Segment Open

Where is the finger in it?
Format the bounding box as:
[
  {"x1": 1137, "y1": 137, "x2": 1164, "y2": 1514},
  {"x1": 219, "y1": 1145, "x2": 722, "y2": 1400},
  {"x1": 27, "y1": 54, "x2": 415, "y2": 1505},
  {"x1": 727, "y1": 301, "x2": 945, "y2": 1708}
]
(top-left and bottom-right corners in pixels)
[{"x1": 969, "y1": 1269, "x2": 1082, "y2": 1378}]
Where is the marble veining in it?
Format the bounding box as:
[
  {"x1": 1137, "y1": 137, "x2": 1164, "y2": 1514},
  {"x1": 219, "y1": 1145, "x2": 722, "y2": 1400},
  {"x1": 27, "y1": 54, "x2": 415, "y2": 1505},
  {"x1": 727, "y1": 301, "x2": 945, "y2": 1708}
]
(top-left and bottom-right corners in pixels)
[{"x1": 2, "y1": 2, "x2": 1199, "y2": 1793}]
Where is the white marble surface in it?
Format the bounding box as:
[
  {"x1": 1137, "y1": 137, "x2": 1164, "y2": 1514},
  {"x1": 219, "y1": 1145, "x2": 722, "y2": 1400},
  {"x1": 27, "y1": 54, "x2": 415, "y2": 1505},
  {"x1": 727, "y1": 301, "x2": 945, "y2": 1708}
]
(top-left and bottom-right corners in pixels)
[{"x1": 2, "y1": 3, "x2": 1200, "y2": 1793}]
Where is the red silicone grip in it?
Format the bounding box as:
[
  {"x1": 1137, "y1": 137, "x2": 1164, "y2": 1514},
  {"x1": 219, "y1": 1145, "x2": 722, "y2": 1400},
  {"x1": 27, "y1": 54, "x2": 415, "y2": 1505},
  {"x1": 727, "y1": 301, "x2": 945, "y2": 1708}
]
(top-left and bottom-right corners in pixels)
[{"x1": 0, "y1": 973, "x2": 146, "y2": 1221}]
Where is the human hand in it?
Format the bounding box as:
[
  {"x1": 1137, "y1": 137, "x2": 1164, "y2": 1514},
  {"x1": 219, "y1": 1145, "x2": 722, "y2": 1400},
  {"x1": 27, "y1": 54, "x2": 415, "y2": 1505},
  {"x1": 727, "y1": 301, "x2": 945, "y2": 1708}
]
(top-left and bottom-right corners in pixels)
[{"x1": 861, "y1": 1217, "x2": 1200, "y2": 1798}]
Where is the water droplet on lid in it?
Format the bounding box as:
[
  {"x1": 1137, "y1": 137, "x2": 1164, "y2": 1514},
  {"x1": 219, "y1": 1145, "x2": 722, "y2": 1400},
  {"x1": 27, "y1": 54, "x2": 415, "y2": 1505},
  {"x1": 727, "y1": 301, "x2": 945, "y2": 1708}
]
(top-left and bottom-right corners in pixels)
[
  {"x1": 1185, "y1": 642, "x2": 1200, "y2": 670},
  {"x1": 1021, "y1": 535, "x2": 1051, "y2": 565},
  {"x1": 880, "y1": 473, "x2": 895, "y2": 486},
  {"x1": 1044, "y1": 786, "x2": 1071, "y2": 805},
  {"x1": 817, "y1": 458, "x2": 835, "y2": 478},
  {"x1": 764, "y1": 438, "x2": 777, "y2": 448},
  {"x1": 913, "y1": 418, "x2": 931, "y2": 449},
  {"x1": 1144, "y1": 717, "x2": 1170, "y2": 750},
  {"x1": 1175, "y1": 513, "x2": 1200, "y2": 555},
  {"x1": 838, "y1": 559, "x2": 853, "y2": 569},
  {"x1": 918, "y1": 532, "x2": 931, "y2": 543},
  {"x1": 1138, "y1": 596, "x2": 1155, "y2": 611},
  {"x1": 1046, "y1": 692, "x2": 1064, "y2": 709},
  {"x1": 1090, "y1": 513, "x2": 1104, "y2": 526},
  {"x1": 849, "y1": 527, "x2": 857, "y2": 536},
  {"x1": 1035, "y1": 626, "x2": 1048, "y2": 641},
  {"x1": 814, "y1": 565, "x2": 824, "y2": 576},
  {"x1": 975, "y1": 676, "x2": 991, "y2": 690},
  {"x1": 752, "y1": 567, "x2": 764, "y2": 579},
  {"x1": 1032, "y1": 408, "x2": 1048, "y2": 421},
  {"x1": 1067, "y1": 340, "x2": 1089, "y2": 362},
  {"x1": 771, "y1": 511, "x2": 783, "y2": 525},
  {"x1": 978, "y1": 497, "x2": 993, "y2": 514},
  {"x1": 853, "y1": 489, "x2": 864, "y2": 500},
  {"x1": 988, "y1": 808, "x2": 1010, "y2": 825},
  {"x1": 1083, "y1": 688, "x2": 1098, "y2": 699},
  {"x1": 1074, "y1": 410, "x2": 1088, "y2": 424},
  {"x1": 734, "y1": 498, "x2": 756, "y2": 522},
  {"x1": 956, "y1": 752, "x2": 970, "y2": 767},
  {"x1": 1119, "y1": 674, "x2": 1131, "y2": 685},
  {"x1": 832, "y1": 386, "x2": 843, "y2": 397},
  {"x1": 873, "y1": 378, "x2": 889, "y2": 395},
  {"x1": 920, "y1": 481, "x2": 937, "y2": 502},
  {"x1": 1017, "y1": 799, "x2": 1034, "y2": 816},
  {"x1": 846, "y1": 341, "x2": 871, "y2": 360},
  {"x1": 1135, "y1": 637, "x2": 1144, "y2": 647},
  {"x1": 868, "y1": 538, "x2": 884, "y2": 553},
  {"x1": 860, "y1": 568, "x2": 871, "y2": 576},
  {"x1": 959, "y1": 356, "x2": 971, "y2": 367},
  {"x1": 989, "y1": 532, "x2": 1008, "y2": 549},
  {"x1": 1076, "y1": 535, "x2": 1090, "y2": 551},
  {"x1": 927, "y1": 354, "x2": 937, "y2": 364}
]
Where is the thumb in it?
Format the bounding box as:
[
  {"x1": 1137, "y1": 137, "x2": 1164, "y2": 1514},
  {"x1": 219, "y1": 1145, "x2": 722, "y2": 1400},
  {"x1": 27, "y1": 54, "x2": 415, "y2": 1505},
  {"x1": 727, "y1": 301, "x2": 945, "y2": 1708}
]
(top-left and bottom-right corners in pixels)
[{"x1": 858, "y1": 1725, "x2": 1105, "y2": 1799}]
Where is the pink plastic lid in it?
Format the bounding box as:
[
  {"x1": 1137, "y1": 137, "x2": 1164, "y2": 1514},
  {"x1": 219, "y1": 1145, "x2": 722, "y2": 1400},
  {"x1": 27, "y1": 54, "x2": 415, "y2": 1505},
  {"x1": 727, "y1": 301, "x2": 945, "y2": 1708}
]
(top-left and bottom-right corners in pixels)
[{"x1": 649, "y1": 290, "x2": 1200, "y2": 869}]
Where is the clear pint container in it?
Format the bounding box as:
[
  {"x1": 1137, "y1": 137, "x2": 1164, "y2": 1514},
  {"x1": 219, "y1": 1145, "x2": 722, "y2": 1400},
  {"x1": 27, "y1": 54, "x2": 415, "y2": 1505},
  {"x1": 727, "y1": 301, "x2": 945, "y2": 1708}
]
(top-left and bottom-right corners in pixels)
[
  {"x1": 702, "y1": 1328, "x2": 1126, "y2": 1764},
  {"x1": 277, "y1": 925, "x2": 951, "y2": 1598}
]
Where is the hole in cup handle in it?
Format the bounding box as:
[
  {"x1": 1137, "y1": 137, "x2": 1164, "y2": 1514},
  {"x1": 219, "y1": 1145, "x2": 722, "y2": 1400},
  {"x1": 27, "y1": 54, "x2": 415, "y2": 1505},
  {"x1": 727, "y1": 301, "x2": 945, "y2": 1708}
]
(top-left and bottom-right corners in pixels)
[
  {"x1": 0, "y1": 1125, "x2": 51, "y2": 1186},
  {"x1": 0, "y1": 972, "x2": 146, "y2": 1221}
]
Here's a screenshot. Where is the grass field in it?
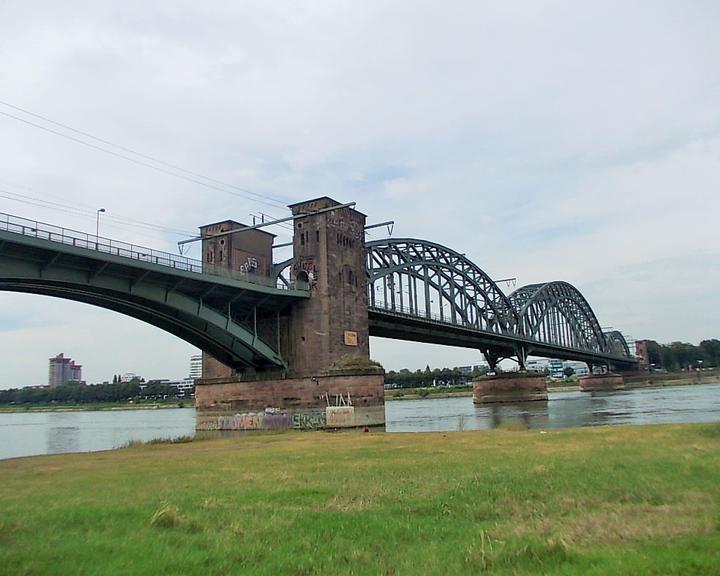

Segment Closed

• [Problem]:
An exact, image-free transcript of the material is required.

• [Final answer]:
Where is the finger in it?
Format the bounding box as:
[
  {"x1": 1137, "y1": 137, "x2": 1164, "y2": 1514},
  {"x1": 219, "y1": 1145, "x2": 722, "y2": 1400},
  {"x1": 27, "y1": 54, "x2": 415, "y2": 1505},
  {"x1": 727, "y1": 301, "x2": 945, "y2": 1708}
]
(top-left and bottom-right corners in pixels)
[{"x1": 969, "y1": 1269, "x2": 1082, "y2": 1378}]
Where is the marble veining in it?
Format the bounding box as:
[
  {"x1": 1137, "y1": 137, "x2": 1164, "y2": 1514},
  {"x1": 219, "y1": 1145, "x2": 722, "y2": 1400},
  {"x1": 27, "y1": 54, "x2": 415, "y2": 1505},
  {"x1": 727, "y1": 301, "x2": 945, "y2": 1708}
]
(top-left and bottom-right corners in pixels)
[{"x1": 2, "y1": 2, "x2": 1199, "y2": 1793}]
Where is the white marble surface in it?
Format the bounding box as:
[
  {"x1": 1137, "y1": 137, "x2": 1164, "y2": 1514},
  {"x1": 219, "y1": 1145, "x2": 722, "y2": 1400},
  {"x1": 27, "y1": 54, "x2": 415, "y2": 1505},
  {"x1": 727, "y1": 301, "x2": 945, "y2": 1708}
]
(top-left and bottom-right corners in pixels)
[{"x1": 2, "y1": 3, "x2": 1200, "y2": 1793}]
Where is the red silicone grip in it?
Format the bounding box as:
[
  {"x1": 1137, "y1": 137, "x2": 1164, "y2": 1514},
  {"x1": 219, "y1": 1145, "x2": 722, "y2": 1400},
  {"x1": 27, "y1": 54, "x2": 415, "y2": 1505},
  {"x1": 727, "y1": 301, "x2": 945, "y2": 1708}
]
(top-left and bottom-right corners in pixels)
[{"x1": 0, "y1": 973, "x2": 146, "y2": 1221}]
Where is the human hand in it?
Format the bounding box as:
[
  {"x1": 1137, "y1": 137, "x2": 1164, "y2": 1514},
  {"x1": 219, "y1": 1145, "x2": 722, "y2": 1400},
  {"x1": 27, "y1": 54, "x2": 415, "y2": 1505},
  {"x1": 727, "y1": 301, "x2": 945, "y2": 1708}
]
(top-left and bottom-right corners in pixels)
[{"x1": 861, "y1": 1217, "x2": 1200, "y2": 1798}]
Where is the water droplet on lid in it?
Format the bounding box as:
[
  {"x1": 1137, "y1": 137, "x2": 1164, "y2": 1514},
  {"x1": 219, "y1": 1145, "x2": 722, "y2": 1400},
  {"x1": 27, "y1": 54, "x2": 415, "y2": 1505},
  {"x1": 727, "y1": 301, "x2": 945, "y2": 1708}
]
(top-left and bottom-right corners in pixels)
[
  {"x1": 1185, "y1": 642, "x2": 1200, "y2": 670},
  {"x1": 1021, "y1": 535, "x2": 1051, "y2": 565},
  {"x1": 880, "y1": 473, "x2": 895, "y2": 486},
  {"x1": 1044, "y1": 786, "x2": 1071, "y2": 805},
  {"x1": 817, "y1": 458, "x2": 835, "y2": 478},
  {"x1": 764, "y1": 438, "x2": 777, "y2": 448},
  {"x1": 913, "y1": 418, "x2": 931, "y2": 449},
  {"x1": 1144, "y1": 717, "x2": 1170, "y2": 750},
  {"x1": 1175, "y1": 513, "x2": 1200, "y2": 555},
  {"x1": 838, "y1": 559, "x2": 853, "y2": 569},
  {"x1": 918, "y1": 532, "x2": 931, "y2": 543},
  {"x1": 1138, "y1": 596, "x2": 1155, "y2": 611},
  {"x1": 1046, "y1": 692, "x2": 1064, "y2": 709},
  {"x1": 1090, "y1": 513, "x2": 1104, "y2": 526},
  {"x1": 849, "y1": 527, "x2": 857, "y2": 536},
  {"x1": 1035, "y1": 626, "x2": 1048, "y2": 641},
  {"x1": 814, "y1": 565, "x2": 824, "y2": 576},
  {"x1": 975, "y1": 676, "x2": 991, "y2": 690},
  {"x1": 752, "y1": 567, "x2": 764, "y2": 579},
  {"x1": 1032, "y1": 408, "x2": 1048, "y2": 421},
  {"x1": 1067, "y1": 340, "x2": 1089, "y2": 362},
  {"x1": 771, "y1": 511, "x2": 783, "y2": 525},
  {"x1": 978, "y1": 497, "x2": 993, "y2": 514},
  {"x1": 853, "y1": 489, "x2": 864, "y2": 500},
  {"x1": 988, "y1": 808, "x2": 1010, "y2": 825},
  {"x1": 1083, "y1": 688, "x2": 1098, "y2": 699},
  {"x1": 1074, "y1": 410, "x2": 1088, "y2": 424},
  {"x1": 734, "y1": 498, "x2": 756, "y2": 522},
  {"x1": 956, "y1": 752, "x2": 970, "y2": 767},
  {"x1": 1119, "y1": 674, "x2": 1131, "y2": 685},
  {"x1": 832, "y1": 386, "x2": 843, "y2": 397},
  {"x1": 873, "y1": 378, "x2": 889, "y2": 395},
  {"x1": 920, "y1": 481, "x2": 937, "y2": 502},
  {"x1": 1017, "y1": 799, "x2": 1034, "y2": 816},
  {"x1": 846, "y1": 341, "x2": 871, "y2": 360},
  {"x1": 1135, "y1": 637, "x2": 1144, "y2": 647},
  {"x1": 868, "y1": 538, "x2": 884, "y2": 553},
  {"x1": 860, "y1": 568, "x2": 871, "y2": 576},
  {"x1": 959, "y1": 356, "x2": 971, "y2": 367},
  {"x1": 989, "y1": 532, "x2": 1008, "y2": 549},
  {"x1": 1076, "y1": 535, "x2": 1090, "y2": 551},
  {"x1": 927, "y1": 354, "x2": 937, "y2": 364}
]
Where is the thumb in it?
Format the bounding box as:
[
  {"x1": 1137, "y1": 137, "x2": 1164, "y2": 1514},
  {"x1": 219, "y1": 1145, "x2": 722, "y2": 1400},
  {"x1": 27, "y1": 54, "x2": 415, "y2": 1505},
  {"x1": 727, "y1": 301, "x2": 945, "y2": 1708}
]
(top-left and bottom-right corners in pixels)
[{"x1": 858, "y1": 1725, "x2": 1105, "y2": 1799}]
Where is the pink plastic lid in it?
Format the bounding box as:
[
  {"x1": 1137, "y1": 137, "x2": 1164, "y2": 1514},
  {"x1": 219, "y1": 1145, "x2": 722, "y2": 1400},
  {"x1": 27, "y1": 54, "x2": 415, "y2": 1505},
  {"x1": 727, "y1": 301, "x2": 945, "y2": 1708}
]
(top-left and bottom-right corners in pixels)
[{"x1": 649, "y1": 290, "x2": 1200, "y2": 869}]
Where is the clear pint container in it?
Format the bounding box as:
[
  {"x1": 1137, "y1": 137, "x2": 1164, "y2": 1514},
  {"x1": 219, "y1": 1145, "x2": 722, "y2": 1400},
  {"x1": 27, "y1": 54, "x2": 415, "y2": 1505},
  {"x1": 727, "y1": 301, "x2": 945, "y2": 1708}
]
(top-left and bottom-right corners in pixels)
[
  {"x1": 702, "y1": 1328, "x2": 1126, "y2": 1764},
  {"x1": 277, "y1": 925, "x2": 951, "y2": 1598}
]
Where is the hole in cup handle in it?
Format the bounding box as:
[
  {"x1": 1137, "y1": 137, "x2": 1164, "y2": 1514},
  {"x1": 219, "y1": 1145, "x2": 722, "y2": 1400},
  {"x1": 27, "y1": 54, "x2": 415, "y2": 1505},
  {"x1": 727, "y1": 301, "x2": 945, "y2": 1708}
]
(top-left and bottom-right corners in pixels)
[
  {"x1": 0, "y1": 1125, "x2": 51, "y2": 1186},
  {"x1": 0, "y1": 972, "x2": 146, "y2": 1221}
]
Here's a screenshot. Where is the grass field in it?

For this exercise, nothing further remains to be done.